• [PROMPT]: Retype the records exactly, including every line.

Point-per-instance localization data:
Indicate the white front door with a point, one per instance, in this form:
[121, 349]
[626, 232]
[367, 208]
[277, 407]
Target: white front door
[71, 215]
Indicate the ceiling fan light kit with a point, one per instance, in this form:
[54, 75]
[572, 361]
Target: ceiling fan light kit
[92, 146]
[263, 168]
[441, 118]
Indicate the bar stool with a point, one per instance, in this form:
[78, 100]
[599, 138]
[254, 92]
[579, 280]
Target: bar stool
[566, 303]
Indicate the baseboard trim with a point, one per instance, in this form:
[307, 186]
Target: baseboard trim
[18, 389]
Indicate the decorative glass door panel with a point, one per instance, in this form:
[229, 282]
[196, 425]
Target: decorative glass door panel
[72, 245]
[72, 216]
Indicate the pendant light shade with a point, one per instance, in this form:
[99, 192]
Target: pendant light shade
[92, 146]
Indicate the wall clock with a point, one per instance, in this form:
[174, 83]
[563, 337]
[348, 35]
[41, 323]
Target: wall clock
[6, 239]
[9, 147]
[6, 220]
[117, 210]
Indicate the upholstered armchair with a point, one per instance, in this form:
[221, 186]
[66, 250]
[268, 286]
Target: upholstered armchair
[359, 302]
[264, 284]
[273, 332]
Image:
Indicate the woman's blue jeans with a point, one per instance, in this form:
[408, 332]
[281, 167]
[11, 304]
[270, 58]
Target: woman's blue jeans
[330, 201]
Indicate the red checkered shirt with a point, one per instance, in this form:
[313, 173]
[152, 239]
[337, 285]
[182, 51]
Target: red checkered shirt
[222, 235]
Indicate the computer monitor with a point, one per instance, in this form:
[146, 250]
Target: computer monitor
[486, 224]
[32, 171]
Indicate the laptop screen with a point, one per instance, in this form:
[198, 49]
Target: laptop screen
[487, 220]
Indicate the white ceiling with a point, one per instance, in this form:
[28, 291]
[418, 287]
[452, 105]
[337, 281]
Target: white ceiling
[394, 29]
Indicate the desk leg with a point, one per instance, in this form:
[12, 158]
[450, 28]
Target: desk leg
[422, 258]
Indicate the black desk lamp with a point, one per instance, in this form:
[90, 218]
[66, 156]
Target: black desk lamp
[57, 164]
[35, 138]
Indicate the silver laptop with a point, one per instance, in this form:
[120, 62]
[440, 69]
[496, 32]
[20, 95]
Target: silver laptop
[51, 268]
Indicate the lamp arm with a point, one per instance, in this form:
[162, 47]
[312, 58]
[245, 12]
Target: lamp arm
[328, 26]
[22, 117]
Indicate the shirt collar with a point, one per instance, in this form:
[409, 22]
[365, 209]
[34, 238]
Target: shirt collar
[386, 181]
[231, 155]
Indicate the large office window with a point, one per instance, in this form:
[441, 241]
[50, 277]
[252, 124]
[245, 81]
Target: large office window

• [SOLUTION TO THIS EXERCISE]:
Indicate the white front door with a point, one per instance, in this form:
[121, 349]
[626, 232]
[367, 208]
[277, 407]
Target: white front door
[71, 215]
Indicate the ceiling fan light kit with a point, one per instance, in this form:
[54, 75]
[572, 361]
Target: ceiling fan light kit
[92, 146]
[263, 168]
[441, 118]
Indicate the bar stool with a point, one per instance, in this form:
[78, 100]
[599, 138]
[254, 92]
[579, 280]
Target: bar stool
[566, 303]
Indicate the baseboard trim with a point, one per instance, in this form:
[307, 186]
Target: baseboard trim
[18, 389]
Indicate the decorative glass door panel with a point, one per instance, in this form:
[229, 282]
[196, 425]
Target: decorative glass door panel
[72, 245]
[72, 216]
Indicate the pendant light shade with a point, one per instance, in this form:
[99, 192]
Target: pendant light shade
[92, 146]
Indicate the wall clock with a point, one per instance, in this form:
[174, 83]
[563, 337]
[348, 35]
[41, 323]
Target: wall clock
[6, 239]
[9, 147]
[6, 220]
[117, 210]
Indicate the upholstered armchair with a point, one per instance, in this form:
[221, 186]
[66, 250]
[268, 286]
Target: upholstered armchair
[359, 302]
[264, 284]
[273, 332]
Image:
Indicate the woman's blue jeans with a point, one per instance, in this form:
[408, 332]
[281, 167]
[11, 304]
[270, 58]
Target: woman's blue jeans
[330, 201]
Indicate the red checkered shirt with a point, one per instance, in this form:
[313, 173]
[152, 239]
[337, 285]
[182, 51]
Target: red checkered shirt
[222, 235]
Indicate the computer monitor with a point, one per instance, in this form:
[146, 250]
Target: computer monitor
[486, 224]
[32, 171]
Indicate the laptop screen with a point, one per instance, in this form:
[198, 49]
Target: laptop screen
[487, 220]
Indicate the white ceiling with a point, one per instance, in this form:
[28, 291]
[418, 287]
[452, 105]
[337, 281]
Target: white ceiling
[394, 29]
Indicate the desk leg with a point, one per instance, in this form:
[12, 158]
[450, 28]
Target: desk leg
[422, 258]
Indicate the black desk lamp with a point, one per instance, in this form:
[90, 218]
[66, 156]
Target: black desk lamp
[57, 164]
[35, 138]
Indicate the silver laptop with a point, one per instance, in this form:
[120, 62]
[440, 69]
[496, 32]
[20, 95]
Target: silver laptop
[51, 268]
Indicate the lamp arm with a point, one per instance, in this form:
[162, 47]
[312, 58]
[245, 12]
Target: lamp arm
[328, 26]
[22, 117]
Indicate the shirt collar with a point, one per instance, in this form:
[409, 22]
[365, 209]
[34, 238]
Target: shirt collar
[386, 181]
[231, 155]
Indicate the large office window with a point, one per instance, in this form:
[441, 241]
[50, 277]
[252, 124]
[245, 81]
Target: large office window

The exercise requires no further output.